WORK TO COMPLETE:
Your copy should repeat each record exactly and contain none of the pictures.

AVAILABLE DATA:
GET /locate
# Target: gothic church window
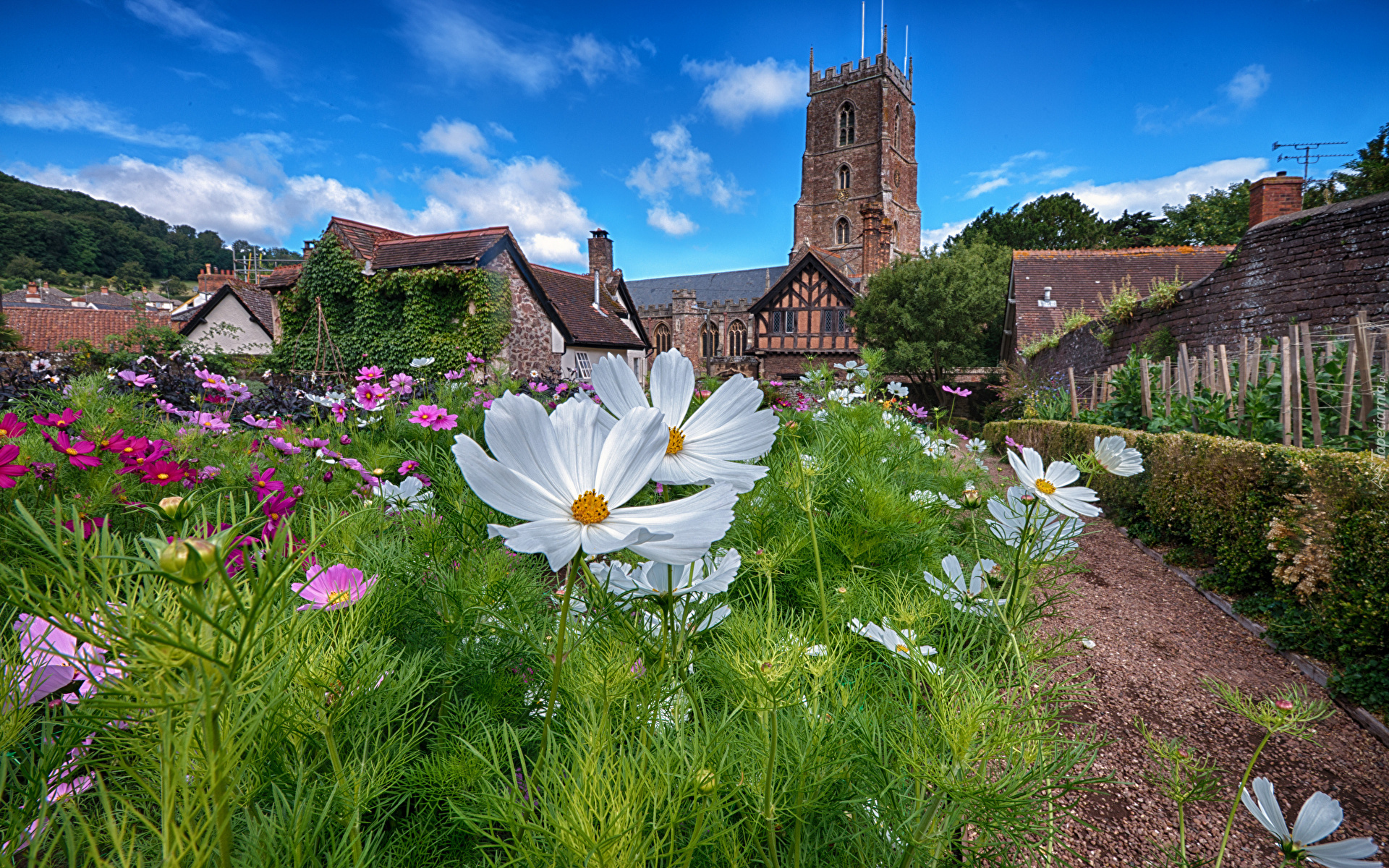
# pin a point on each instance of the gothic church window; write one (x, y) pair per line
(736, 338)
(842, 231)
(846, 124)
(709, 339)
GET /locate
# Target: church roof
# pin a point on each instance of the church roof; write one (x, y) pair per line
(713, 286)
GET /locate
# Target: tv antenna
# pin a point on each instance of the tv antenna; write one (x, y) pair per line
(1306, 157)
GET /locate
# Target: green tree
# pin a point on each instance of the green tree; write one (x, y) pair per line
(939, 312)
(1218, 217)
(1050, 223)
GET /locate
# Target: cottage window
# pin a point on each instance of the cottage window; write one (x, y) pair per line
(709, 339)
(736, 338)
(841, 231)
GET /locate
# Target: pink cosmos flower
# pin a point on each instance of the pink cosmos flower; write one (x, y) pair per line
(12, 427)
(78, 451)
(61, 422)
(331, 588)
(434, 417)
(9, 469)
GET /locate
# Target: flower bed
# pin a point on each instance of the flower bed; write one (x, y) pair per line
(1302, 537)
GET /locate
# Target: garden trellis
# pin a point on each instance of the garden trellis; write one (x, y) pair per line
(1310, 386)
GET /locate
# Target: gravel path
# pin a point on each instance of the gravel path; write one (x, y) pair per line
(1155, 639)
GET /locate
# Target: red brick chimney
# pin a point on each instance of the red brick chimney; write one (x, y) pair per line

COMPLETED TASK:
GET /locate
# Target: gothic church window
# pin a point on each instance of the gothic church window; write one (x, y) pair per line
(736, 338)
(842, 231)
(846, 124)
(709, 339)
GET /locate
# Target: church roof
# pin a point on each instance of the church roof; write one (x, y) pair per line
(713, 286)
GET /locate
# Target: tv antenna
# pin a point on each instance of the tv antenna; write one (x, y) pair per line
(1306, 157)
GET /locate
# Target: green tree
# pin a point on each instance of the green tree; write one (x, y) pair per line
(939, 312)
(1218, 217)
(1050, 223)
GET /locate
# Target: cottage window
# pin a point on each instance of the cottage window; write one (x, y) pair per line
(709, 339)
(736, 338)
(841, 231)
GET /locate
# Target: pink cosmos flower
# pin a point on each instance of the pink cosmos flower; write one (x, y) pair per line
(12, 427)
(78, 451)
(61, 422)
(331, 588)
(434, 417)
(9, 469)
GET /locate
# Target: flower bed
# pin a point on each instance of the flower bed; write one (x, y) pair per line
(1302, 537)
GET /locate
# Target: garden trellis
# pin a point on each instance of the garden trellis; write one (x, y) pair per line
(1310, 386)
GET /locate
# Target: gravel path
# pin a point on each instance of the gravel path; write one (x, y) pair per line
(1155, 639)
GET /locate
# Target: red brick chimney
# pin a point on each instance of the red brick chimney; write one (x, y) pair per line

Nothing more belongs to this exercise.